## Activity
Locate the line that contains "Reviewer note: confirm that every instance of the headlight" in the entries below. Retype it and all following lines through the final one, character for character.

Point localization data
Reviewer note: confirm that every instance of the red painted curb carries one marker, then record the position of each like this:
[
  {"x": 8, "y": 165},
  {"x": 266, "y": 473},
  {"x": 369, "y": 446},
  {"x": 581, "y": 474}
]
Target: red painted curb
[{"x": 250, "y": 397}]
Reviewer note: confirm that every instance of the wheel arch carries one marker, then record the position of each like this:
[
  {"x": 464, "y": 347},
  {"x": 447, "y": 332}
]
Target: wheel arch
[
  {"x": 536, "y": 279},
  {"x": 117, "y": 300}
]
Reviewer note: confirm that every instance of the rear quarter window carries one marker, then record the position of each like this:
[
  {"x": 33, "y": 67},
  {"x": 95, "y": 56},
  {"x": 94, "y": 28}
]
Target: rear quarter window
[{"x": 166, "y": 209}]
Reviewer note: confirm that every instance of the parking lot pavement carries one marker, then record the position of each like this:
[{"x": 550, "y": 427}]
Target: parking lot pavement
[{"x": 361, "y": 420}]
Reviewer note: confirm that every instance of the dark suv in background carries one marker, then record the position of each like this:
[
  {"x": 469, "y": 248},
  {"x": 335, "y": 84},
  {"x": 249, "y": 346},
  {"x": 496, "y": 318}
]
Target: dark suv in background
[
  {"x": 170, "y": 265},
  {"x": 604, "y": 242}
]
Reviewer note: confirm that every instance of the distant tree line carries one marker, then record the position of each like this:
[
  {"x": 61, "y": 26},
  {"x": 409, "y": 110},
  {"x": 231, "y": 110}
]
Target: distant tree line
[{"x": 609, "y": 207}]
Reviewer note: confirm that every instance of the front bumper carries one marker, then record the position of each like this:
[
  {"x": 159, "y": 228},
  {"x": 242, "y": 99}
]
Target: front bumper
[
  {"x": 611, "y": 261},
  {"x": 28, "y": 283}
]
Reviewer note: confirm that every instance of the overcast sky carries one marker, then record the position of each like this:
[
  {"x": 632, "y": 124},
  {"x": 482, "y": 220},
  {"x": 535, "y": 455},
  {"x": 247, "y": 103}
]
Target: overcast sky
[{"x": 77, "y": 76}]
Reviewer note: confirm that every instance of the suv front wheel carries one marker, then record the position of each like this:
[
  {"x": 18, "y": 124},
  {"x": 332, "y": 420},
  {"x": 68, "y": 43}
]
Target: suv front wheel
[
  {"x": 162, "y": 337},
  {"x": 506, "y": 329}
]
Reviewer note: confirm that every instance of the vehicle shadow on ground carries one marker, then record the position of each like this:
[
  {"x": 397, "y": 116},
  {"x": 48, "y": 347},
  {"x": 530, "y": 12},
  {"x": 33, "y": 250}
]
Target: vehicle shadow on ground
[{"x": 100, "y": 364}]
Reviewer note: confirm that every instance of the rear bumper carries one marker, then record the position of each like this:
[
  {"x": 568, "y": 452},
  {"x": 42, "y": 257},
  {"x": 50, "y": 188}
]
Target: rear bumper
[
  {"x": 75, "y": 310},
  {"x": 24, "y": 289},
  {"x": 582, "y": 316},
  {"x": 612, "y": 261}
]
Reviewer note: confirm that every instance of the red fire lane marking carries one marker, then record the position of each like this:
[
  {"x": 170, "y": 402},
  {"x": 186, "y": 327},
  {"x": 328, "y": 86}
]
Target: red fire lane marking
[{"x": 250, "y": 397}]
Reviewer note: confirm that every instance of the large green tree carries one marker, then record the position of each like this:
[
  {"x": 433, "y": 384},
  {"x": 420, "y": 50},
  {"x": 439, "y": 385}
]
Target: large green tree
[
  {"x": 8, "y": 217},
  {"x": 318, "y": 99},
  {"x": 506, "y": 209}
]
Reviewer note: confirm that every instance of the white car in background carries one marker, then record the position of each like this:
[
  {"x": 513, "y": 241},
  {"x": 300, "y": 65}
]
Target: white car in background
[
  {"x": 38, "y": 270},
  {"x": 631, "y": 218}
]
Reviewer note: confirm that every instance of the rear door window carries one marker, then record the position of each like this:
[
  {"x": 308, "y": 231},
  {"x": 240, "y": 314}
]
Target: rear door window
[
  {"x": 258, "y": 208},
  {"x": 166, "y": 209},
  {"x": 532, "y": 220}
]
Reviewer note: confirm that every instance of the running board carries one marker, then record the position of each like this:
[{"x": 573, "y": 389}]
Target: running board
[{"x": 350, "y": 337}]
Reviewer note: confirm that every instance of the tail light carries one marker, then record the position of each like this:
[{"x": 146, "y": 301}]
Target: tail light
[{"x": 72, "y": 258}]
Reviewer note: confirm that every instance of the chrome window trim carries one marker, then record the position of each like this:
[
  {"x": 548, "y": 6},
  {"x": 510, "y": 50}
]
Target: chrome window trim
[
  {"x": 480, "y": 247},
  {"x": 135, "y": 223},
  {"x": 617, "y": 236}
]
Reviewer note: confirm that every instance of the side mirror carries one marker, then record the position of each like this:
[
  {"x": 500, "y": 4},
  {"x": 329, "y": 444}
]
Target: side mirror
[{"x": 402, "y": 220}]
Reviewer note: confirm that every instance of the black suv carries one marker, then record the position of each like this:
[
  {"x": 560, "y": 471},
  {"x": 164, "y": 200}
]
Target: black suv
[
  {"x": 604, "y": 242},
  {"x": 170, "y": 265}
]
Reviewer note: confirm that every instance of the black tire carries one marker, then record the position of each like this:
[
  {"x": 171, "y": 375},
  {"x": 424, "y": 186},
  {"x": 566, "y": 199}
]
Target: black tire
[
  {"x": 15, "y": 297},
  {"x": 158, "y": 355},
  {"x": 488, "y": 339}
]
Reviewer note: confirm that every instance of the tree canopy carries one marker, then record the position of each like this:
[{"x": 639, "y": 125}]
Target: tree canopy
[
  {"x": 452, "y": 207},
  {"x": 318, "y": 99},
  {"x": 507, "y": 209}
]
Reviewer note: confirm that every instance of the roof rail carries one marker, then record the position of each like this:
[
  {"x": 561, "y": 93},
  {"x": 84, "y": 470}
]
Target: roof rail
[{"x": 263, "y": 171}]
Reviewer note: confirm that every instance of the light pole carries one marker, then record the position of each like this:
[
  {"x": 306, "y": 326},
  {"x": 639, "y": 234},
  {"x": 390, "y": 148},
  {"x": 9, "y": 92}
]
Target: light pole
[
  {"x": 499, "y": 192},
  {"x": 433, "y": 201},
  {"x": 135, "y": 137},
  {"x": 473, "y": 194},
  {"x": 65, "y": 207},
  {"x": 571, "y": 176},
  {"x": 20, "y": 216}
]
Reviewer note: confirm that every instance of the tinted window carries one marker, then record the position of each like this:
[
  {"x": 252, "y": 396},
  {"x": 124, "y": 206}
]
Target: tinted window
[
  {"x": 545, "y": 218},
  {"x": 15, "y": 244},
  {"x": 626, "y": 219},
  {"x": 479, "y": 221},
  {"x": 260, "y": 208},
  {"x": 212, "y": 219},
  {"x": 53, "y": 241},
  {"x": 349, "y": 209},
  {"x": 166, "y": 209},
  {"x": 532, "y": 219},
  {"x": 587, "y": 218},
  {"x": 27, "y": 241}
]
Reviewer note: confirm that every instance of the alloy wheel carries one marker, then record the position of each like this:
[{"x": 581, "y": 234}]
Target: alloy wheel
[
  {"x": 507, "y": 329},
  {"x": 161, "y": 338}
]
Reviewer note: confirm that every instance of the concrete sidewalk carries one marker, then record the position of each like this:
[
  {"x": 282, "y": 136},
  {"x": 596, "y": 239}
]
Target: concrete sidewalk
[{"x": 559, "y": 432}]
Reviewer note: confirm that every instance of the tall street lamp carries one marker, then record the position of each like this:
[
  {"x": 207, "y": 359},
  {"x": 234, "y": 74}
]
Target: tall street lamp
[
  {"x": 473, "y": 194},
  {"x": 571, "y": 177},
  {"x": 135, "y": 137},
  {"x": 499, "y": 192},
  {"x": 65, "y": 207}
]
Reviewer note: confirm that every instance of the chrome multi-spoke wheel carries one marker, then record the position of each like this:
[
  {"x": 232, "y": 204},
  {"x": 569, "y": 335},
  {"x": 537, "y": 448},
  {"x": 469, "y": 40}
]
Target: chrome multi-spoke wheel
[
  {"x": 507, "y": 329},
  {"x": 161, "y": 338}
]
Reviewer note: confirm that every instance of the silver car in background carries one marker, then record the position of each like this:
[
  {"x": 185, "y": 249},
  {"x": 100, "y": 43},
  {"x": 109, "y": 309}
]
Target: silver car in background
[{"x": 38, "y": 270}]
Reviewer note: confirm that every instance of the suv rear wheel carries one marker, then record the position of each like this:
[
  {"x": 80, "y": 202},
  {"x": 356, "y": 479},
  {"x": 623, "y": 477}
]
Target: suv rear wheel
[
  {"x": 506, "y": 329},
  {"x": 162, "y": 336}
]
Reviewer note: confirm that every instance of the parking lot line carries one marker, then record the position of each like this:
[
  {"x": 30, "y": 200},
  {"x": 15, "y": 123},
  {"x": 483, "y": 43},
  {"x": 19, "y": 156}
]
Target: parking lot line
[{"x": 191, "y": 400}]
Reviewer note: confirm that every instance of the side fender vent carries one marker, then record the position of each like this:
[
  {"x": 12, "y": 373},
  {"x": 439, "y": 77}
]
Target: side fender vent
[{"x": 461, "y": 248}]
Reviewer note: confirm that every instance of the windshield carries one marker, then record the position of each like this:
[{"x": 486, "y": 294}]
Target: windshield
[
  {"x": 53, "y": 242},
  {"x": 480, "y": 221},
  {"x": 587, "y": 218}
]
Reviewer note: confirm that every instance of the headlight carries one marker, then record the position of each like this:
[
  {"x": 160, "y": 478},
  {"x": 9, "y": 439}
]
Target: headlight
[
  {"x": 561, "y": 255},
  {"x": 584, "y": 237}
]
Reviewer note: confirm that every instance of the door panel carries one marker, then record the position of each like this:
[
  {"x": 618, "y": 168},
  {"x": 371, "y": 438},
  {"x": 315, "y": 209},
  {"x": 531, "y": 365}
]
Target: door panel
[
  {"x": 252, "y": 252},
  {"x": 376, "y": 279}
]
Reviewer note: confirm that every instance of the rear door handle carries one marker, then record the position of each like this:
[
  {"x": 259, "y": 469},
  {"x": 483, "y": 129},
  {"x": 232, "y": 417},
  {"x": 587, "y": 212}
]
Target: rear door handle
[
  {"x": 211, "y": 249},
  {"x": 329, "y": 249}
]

## Your response
Reviewer note: confirm that every instance of the headlight carries one marker, then record the position of each like this:
[
  {"x": 160, "y": 478},
  {"x": 9, "y": 439}
]
Target: headlight
[
  {"x": 561, "y": 255},
  {"x": 584, "y": 237}
]
Reviewer note: confirm that every instance of the door panel carries one marker, then record the position of each like this:
[
  {"x": 618, "y": 168},
  {"x": 371, "y": 438},
  {"x": 315, "y": 209},
  {"x": 531, "y": 365}
]
Target: door panel
[
  {"x": 252, "y": 252},
  {"x": 376, "y": 279}
]
Reviewer note: confirm that every instance of the rear door handle carries one marker, then record the position of each like this:
[
  {"x": 259, "y": 469},
  {"x": 483, "y": 129},
  {"x": 232, "y": 417},
  {"x": 587, "y": 212}
]
Target: rear door handle
[
  {"x": 211, "y": 249},
  {"x": 329, "y": 249}
]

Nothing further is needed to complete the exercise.